## START Input records

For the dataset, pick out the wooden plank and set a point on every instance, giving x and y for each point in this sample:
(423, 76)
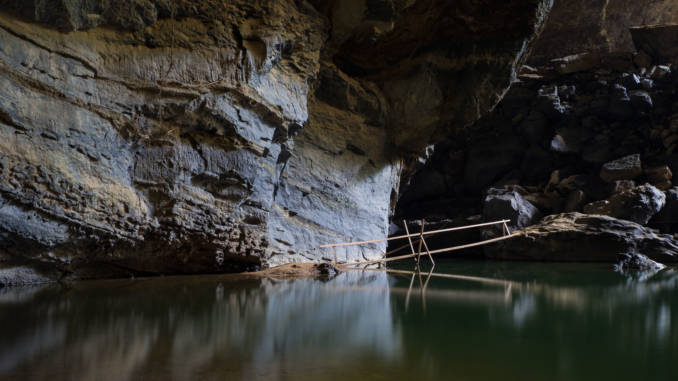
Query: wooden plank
(413, 235)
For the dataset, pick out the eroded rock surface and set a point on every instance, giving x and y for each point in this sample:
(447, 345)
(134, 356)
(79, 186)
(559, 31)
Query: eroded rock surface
(183, 137)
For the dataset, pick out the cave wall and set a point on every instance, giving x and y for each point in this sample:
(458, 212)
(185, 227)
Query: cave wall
(156, 137)
(576, 26)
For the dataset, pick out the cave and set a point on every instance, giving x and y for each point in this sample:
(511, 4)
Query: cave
(173, 137)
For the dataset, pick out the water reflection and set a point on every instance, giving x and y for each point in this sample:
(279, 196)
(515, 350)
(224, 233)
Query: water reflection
(559, 322)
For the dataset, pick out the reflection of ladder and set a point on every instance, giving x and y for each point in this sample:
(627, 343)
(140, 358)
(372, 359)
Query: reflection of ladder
(420, 241)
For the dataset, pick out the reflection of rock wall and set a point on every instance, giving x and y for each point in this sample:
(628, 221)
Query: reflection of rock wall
(131, 331)
(576, 26)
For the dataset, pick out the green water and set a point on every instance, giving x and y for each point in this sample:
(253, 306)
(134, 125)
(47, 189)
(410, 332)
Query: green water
(554, 322)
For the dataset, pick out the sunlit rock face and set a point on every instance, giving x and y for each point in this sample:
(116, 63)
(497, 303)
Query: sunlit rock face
(156, 137)
(576, 26)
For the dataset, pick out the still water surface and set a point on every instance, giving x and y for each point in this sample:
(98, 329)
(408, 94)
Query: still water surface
(551, 322)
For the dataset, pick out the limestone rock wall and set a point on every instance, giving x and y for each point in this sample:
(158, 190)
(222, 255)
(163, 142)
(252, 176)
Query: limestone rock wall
(157, 136)
(576, 26)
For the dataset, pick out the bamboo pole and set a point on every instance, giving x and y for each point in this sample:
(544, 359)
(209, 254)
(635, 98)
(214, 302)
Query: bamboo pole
(413, 235)
(407, 230)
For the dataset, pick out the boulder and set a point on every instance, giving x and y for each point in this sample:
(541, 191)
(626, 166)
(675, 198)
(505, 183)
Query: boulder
(622, 186)
(667, 219)
(642, 60)
(508, 204)
(658, 41)
(641, 100)
(639, 204)
(576, 237)
(625, 168)
(548, 102)
(575, 200)
(576, 62)
(630, 81)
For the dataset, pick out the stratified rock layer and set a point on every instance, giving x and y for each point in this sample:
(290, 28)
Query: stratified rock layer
(208, 136)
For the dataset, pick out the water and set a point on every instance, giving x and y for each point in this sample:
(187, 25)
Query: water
(554, 322)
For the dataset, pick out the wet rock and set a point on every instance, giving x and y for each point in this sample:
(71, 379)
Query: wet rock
(630, 81)
(585, 238)
(620, 186)
(625, 168)
(659, 72)
(639, 204)
(508, 204)
(634, 261)
(667, 219)
(575, 201)
(327, 270)
(660, 176)
(576, 63)
(642, 60)
(641, 100)
(490, 159)
(620, 103)
(548, 102)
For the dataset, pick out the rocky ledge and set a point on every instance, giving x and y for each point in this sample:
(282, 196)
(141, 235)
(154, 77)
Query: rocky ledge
(577, 237)
(149, 137)
(592, 135)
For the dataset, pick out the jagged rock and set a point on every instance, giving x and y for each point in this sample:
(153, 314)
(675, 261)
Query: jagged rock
(490, 159)
(630, 81)
(660, 176)
(620, 186)
(585, 238)
(641, 100)
(634, 261)
(659, 72)
(639, 204)
(642, 60)
(508, 204)
(576, 62)
(548, 102)
(620, 103)
(625, 168)
(214, 136)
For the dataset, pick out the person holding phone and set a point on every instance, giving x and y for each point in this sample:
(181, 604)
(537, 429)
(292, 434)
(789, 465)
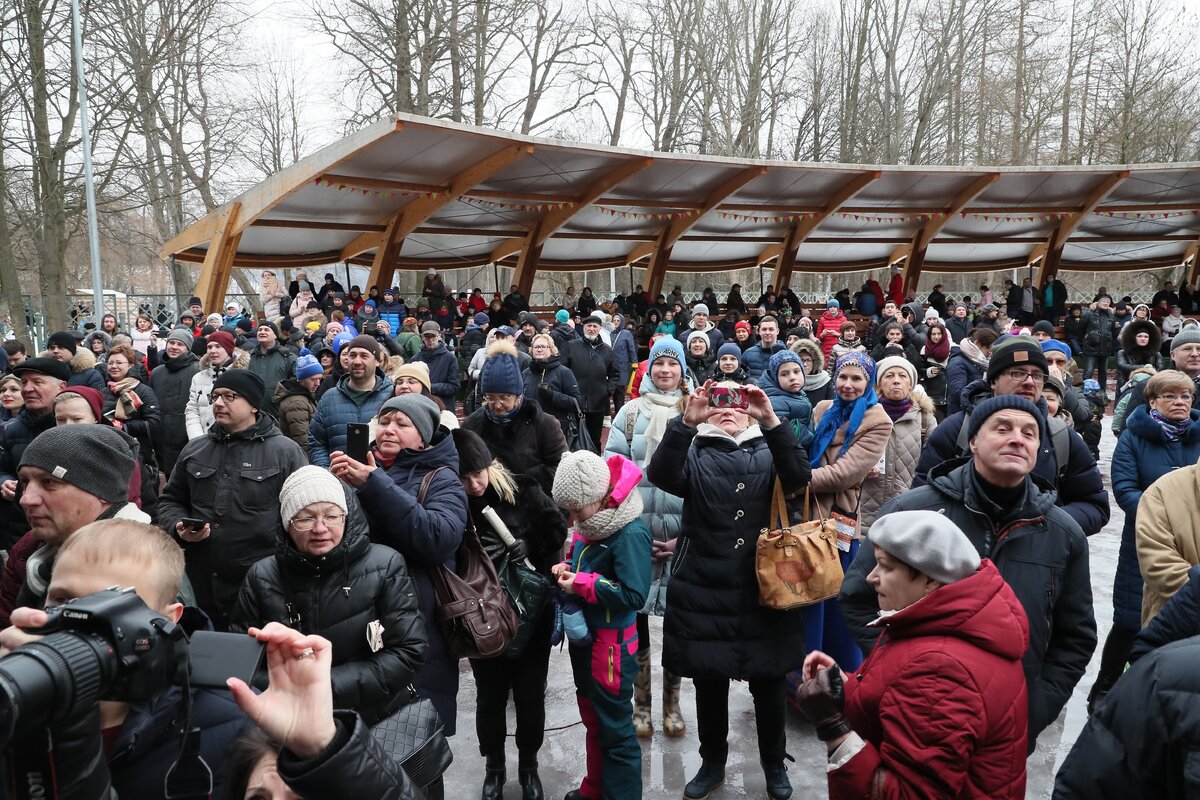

## END Input records

Problem statement:
Please reproduce every entry above word for word, omitting the pictures from your answer.

Expected answer:
For the dataset, pick out the wooden plank and set a point on every instance, giving x and y for each point in this sample:
(423, 76)
Query: wooden plank
(413, 235)
For the dataset, pick out the eroded rock surface and set a point on every instance, giving x and y for each point in this sample:
(447, 345)
(134, 356)
(79, 186)
(559, 31)
Query: eroded rock surface
(183, 137)
For the dataset, pick out the cave wall and set a point on every instance, giving x and y for each point in this sample:
(458, 212)
(185, 227)
Query: cave wall
(156, 137)
(576, 26)
For the dataset, pick out the cave and set a point on every instance, giving x and y for each point in this sample:
(511, 4)
Query: cave
(173, 137)
For the dataset, pick out the water reflection and set a point on every instance, giving x and y for each point in this sample:
(279, 196)
(515, 350)
(224, 233)
Query: water reflection
(559, 322)
For the dataset, pick out the reflection of ladder and set a point on every instance, giving x and y for each point in this sample:
(627, 343)
(140, 358)
(372, 359)
Query: reflection of ladder
(420, 241)
For the dataset, pick out the reflection of rock wall and set a point on every instance, giving x and y for each point in this sample:
(628, 221)
Query: reflection of rock wall
(131, 331)
(576, 26)
For the dataset, pick out the green water and set a point on every instance, giving x and y for each point in this sample:
(253, 306)
(134, 125)
(47, 189)
(410, 332)
Query: green water
(554, 322)
For the dataset, pick out the sunlit rock face and set a point on every instance, giving x and y for each point in this sample:
(116, 63)
(497, 303)
Query: sunlit rock face
(156, 137)
(576, 26)
For the dataset, pick out the still water surface and set a point on every instance, giving x and y for each point in this sample:
(98, 329)
(408, 94)
Query: still water surface
(551, 322)
For the dataset, pick out the limestone rock wall and set a point on every instance, giving x and y for each point in this sample:
(158, 190)
(222, 255)
(163, 142)
(252, 176)
Query: limestone rock wall
(157, 136)
(576, 26)
For the dataset, pick out the bamboo pole and set a point on every instance, giving x and y for each point in this sample:
(544, 359)
(209, 254)
(635, 98)
(214, 302)
Query: bamboo pole
(413, 235)
(407, 230)
For the dataset, pick out the boulder and set a point on every instance, giving x and y for each point in this sample:
(541, 191)
(626, 166)
(675, 198)
(505, 183)
Query: boulder
(622, 186)
(667, 219)
(642, 60)
(508, 204)
(658, 41)
(641, 100)
(639, 204)
(576, 237)
(625, 168)
(548, 102)
(575, 200)
(576, 62)
(630, 81)
For the dataset, pick out the stratified rock layer and set a point on every instance, giving x and y for each point in this sample:
(290, 28)
Query: stratified rock layer
(208, 136)
For the dataset, pick out the water and set a point on every instance, giving x and y for each point in this sample:
(187, 25)
Query: water
(554, 322)
For the dataset, pick out the wet rock and set a point on every instance, giving x and y for each point in this sample:
(71, 379)
Query: wet rock
(630, 81)
(585, 238)
(620, 186)
(625, 168)
(659, 72)
(639, 204)
(508, 204)
(634, 261)
(667, 219)
(575, 201)
(327, 270)
(660, 176)
(576, 63)
(642, 60)
(641, 100)
(490, 159)
(620, 103)
(548, 102)
For the dataset, pick out the rocky ledge and set a point on every instance, giving x and y for each point in this sample:
(282, 196)
(141, 235)
(154, 77)
Query: rocky ledge
(577, 237)
(149, 137)
(592, 135)
For the dataset, pick out the jagged rock and set a point on every instance, giving x and y for each point in this sample:
(153, 314)
(675, 261)
Query: jagged rock
(490, 159)
(630, 81)
(660, 176)
(620, 186)
(585, 238)
(641, 100)
(634, 261)
(659, 72)
(639, 204)
(642, 60)
(508, 204)
(576, 62)
(548, 102)
(620, 103)
(625, 168)
(214, 136)
For the dataset, pick out the person holding phone and set a point on every instance, giving x and y for each point in this sample:
(181, 604)
(537, 429)
(292, 434)
(789, 465)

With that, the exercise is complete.